What you are asked to do:
Which lines in the records below contain the word "green"? Locate each one and copy it out in full.

Provided material:
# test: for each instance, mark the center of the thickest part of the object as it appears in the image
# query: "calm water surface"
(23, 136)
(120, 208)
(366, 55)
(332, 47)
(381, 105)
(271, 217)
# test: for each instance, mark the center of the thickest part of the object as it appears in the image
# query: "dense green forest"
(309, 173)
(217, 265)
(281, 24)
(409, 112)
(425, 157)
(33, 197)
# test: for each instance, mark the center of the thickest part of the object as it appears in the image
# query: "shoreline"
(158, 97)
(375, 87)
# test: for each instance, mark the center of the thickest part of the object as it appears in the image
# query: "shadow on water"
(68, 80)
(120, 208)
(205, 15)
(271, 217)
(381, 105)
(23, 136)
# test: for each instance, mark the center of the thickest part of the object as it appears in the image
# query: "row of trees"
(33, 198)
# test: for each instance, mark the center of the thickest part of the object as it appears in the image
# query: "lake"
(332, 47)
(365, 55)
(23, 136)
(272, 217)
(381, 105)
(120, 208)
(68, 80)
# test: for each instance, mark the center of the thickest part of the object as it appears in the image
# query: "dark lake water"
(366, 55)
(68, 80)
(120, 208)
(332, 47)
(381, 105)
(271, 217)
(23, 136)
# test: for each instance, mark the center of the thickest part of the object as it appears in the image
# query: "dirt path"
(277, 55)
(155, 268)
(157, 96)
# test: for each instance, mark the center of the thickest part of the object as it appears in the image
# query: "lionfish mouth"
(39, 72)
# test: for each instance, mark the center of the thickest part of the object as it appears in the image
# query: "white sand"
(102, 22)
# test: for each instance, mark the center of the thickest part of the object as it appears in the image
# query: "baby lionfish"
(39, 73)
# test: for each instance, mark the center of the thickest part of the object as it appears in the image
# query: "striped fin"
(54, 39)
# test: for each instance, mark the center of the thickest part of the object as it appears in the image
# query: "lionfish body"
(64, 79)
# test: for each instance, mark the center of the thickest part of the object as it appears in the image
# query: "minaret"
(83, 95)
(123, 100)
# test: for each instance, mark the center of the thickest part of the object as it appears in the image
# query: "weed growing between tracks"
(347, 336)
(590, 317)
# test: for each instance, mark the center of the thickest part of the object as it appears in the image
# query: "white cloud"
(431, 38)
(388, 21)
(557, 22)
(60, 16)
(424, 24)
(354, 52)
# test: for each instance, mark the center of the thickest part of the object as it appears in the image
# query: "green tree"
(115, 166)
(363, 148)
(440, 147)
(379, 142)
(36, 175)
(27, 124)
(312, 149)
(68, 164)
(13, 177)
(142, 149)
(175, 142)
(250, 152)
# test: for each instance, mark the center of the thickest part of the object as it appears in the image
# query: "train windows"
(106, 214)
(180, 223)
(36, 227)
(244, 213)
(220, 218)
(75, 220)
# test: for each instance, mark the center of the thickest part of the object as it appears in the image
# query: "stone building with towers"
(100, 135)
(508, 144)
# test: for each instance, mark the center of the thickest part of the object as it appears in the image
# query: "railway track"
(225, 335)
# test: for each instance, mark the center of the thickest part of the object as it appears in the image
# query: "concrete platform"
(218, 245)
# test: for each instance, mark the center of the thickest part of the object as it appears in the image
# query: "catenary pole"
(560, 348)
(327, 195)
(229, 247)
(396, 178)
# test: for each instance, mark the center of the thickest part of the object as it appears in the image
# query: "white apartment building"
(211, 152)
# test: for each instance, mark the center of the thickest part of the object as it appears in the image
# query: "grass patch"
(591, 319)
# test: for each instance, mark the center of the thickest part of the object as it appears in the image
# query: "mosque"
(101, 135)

Full answer:
# query: "dense green forest"
# query: "green tree"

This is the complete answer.